» TEXTAUSZUG
——————

Nina Ortlieb ist wohl das, was man als Kämpferin bezeichnen kann. Spätestens nach dem zweiten Schien- und Wadenbeinbruch innerhalb von nur 13 Monaten hätten vermutlich die meisten ihre Skischuhe an den Nagel gehängt. Nicht so die 29-Jährige. Sie kämpft seit Jänner tagtäglich für ihre Rückkehr in den Skiweltcup.

"Bin zum ersten Mal wieder mit 100 Prozent meines Körpergewichts gelaufen"
Im Basefive-Fitnesscenter, nur wenige Meter vom Innsbrucker Goldenen Dachl entfernt, stemmt Nina Ortlieb Gewichte, rudert, schwitzt – und lacht. Die 29-jährige Skirennläuferin absolviert dort derzeit den Großteil ihres Comeback-Trainings. Es ist der zweite Besuch von VOL.AT – und der Fortschritt ist deutlich spürbar.
"Mir geht’s sehr gut, ich bin sehr zufrieden mit den Fortschritten, sie sind größer als erwartet", verrät die Skirennläuferin mit einem Lächeln in ihrer Wahlheimat Innsbruck. Beim letzten VOL.AT-Besuch, vor zwei Monaten, lief sie noch mit reduzierter Last auf dem Anti-Schwerkraft-Laufband. Jetzt sagt sie mit einem Strahlen: "Gestern bin ich zum ersten Mal wieder mit 100 Prozent meines Körpergewichts gelaufen."
Rückkehr zur Normalität – Schritt für Schritt
Die Freude ist echt, fast greifbar. Denn was für andere selbstverständlich erscheint, war für Ortlieb lange Zeit unmöglich. "Ohne Unterstützung zu laufen, war das gesamte letzte Jahr nicht möglich", macht die Skirennläuferin deutlich. Jetzt, nur fünf Monate nach dem Reha-Start, ist sie weiter als nach 13 Reha-Monaten im Vorjahr. Doch wer denkt, damit sei das Comeback gesichert, irrt. Die Arbeit, sagt Ortlieb, fange jetzt erst richtig an.

——————

» AUFGABEN
1: Beantworten Sie anhand des Artikels über Nina Ortlieb die folgenden Fragen:
(a) Wie alt ist Nina Ortlieb?
(b) In welchem Fitnesscenter absolviert sie derzeit den Großteil ihres Comeback-Trainings?
(c) Wie viele Monate nach dem Reha-Start ist sie weiter als nach 13 Reha-Monaten im Vorjahr?
2: Notieren Sie jede Zeitangabe im Artikel über Nina Ortlieb, die eine Anzahl von Monaten nennt, mit den Worten des Textes.

——————

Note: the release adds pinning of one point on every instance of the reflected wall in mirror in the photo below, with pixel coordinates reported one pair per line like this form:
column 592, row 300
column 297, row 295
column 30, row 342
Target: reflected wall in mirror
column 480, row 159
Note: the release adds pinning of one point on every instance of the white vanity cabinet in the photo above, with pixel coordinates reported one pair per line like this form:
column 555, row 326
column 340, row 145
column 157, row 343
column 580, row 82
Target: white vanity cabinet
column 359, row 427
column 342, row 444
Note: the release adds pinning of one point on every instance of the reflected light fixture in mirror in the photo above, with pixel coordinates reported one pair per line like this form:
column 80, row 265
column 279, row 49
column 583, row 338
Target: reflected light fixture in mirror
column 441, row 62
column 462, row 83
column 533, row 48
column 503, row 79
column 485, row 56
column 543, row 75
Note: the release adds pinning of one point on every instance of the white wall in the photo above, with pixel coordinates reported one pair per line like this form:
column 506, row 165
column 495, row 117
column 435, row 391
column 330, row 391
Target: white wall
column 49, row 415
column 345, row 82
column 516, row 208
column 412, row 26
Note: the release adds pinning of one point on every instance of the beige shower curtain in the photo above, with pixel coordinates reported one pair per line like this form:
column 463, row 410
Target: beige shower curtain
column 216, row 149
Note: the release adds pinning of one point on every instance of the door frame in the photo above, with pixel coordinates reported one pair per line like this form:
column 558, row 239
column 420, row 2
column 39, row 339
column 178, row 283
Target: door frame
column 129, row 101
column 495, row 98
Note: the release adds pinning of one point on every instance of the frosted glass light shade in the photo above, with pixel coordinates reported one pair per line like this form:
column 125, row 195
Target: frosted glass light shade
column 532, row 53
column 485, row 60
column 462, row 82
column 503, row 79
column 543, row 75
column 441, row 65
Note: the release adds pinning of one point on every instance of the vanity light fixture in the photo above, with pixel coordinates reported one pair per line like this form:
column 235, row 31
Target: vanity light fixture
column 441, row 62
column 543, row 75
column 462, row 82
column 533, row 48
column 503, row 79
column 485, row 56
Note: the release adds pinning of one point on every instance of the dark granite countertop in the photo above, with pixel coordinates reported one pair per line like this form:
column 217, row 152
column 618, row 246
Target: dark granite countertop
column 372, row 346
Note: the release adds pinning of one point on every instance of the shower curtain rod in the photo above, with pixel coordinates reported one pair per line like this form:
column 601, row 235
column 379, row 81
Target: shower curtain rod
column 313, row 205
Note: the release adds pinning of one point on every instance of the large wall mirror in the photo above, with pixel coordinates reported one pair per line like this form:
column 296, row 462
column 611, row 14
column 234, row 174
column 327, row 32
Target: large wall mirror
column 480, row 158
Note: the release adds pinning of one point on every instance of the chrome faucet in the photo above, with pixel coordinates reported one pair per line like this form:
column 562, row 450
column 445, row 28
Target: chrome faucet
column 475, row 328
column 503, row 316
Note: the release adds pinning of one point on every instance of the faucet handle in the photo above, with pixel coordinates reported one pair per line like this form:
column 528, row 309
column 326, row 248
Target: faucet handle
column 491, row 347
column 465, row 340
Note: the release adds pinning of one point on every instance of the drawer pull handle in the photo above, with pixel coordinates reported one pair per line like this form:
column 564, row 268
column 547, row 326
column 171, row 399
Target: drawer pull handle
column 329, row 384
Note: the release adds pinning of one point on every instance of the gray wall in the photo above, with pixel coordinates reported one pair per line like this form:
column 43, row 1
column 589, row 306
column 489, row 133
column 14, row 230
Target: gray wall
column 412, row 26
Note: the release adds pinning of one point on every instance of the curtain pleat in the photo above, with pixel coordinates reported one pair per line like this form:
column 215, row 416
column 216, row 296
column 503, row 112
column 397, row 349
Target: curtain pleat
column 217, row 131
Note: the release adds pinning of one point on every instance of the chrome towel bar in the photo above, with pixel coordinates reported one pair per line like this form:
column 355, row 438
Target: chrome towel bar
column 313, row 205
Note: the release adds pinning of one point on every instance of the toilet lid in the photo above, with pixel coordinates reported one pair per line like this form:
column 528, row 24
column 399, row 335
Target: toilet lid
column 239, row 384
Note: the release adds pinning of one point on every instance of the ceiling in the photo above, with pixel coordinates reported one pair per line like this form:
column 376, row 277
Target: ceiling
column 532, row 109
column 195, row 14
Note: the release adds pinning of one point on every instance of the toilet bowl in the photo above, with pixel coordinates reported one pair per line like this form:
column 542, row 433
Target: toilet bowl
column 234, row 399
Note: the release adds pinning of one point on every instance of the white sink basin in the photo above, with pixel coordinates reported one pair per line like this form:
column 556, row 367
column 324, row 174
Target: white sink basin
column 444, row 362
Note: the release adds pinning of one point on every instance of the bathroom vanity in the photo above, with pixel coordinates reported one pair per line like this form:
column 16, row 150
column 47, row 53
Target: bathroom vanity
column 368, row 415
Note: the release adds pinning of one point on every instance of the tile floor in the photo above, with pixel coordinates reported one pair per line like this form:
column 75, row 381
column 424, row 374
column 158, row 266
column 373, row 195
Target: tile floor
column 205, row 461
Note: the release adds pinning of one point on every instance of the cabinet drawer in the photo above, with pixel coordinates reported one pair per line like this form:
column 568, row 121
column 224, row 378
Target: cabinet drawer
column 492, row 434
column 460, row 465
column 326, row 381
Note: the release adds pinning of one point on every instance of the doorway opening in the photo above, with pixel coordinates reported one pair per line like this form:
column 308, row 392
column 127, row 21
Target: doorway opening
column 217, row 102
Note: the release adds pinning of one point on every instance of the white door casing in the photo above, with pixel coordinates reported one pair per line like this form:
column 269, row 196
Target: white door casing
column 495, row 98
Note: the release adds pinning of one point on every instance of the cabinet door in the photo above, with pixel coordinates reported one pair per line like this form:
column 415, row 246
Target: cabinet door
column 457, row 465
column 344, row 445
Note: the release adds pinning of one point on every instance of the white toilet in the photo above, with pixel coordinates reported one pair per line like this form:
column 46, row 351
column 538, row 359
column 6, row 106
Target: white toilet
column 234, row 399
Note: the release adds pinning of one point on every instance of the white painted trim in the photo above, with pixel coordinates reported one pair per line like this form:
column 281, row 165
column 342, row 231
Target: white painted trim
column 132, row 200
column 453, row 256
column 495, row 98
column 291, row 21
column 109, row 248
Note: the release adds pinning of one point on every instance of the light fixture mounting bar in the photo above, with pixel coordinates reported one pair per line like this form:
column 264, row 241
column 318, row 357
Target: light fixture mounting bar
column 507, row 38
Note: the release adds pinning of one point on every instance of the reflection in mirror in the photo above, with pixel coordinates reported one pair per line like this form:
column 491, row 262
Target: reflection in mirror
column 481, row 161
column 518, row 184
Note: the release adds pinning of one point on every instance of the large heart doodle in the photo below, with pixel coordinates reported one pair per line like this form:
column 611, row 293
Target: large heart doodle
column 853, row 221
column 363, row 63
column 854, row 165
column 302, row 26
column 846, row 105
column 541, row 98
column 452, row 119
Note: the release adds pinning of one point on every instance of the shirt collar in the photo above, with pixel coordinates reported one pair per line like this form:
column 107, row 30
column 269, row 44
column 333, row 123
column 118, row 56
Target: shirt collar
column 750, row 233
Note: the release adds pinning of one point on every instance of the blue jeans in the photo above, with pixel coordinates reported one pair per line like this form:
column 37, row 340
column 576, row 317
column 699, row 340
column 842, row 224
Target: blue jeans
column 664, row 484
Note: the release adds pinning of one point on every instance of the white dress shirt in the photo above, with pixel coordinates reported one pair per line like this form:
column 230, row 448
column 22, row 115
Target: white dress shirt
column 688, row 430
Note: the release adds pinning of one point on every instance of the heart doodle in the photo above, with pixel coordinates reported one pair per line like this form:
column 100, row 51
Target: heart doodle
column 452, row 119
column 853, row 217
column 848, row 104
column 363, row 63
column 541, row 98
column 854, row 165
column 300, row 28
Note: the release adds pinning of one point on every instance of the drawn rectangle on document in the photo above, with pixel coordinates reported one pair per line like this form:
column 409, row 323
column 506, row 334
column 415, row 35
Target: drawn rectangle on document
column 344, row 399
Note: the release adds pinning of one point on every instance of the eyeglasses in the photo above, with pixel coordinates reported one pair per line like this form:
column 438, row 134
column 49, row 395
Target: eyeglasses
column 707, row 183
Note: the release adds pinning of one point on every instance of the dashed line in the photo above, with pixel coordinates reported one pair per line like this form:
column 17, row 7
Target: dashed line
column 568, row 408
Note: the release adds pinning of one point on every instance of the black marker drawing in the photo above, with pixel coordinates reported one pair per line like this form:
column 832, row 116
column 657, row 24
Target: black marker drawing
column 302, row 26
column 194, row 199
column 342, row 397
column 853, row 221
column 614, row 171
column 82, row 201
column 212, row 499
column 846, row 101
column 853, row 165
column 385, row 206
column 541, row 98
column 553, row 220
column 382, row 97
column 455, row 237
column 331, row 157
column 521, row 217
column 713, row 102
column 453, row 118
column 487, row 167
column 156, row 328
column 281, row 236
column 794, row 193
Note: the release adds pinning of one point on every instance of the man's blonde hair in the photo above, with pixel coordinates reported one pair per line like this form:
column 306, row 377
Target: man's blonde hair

——————

» LÖSUNGEN
1:
(a) 29 Jahre
(b) Im Basefive-Fitnesscenter in Innsbruck
(c) Fünf Monate

2:
- innerhalb von nur 13 Monaten
- vor zwei Monaten
- fünf Monate nach dem Reha-Start
- nach 13 Reha-Monaten im Vorjahr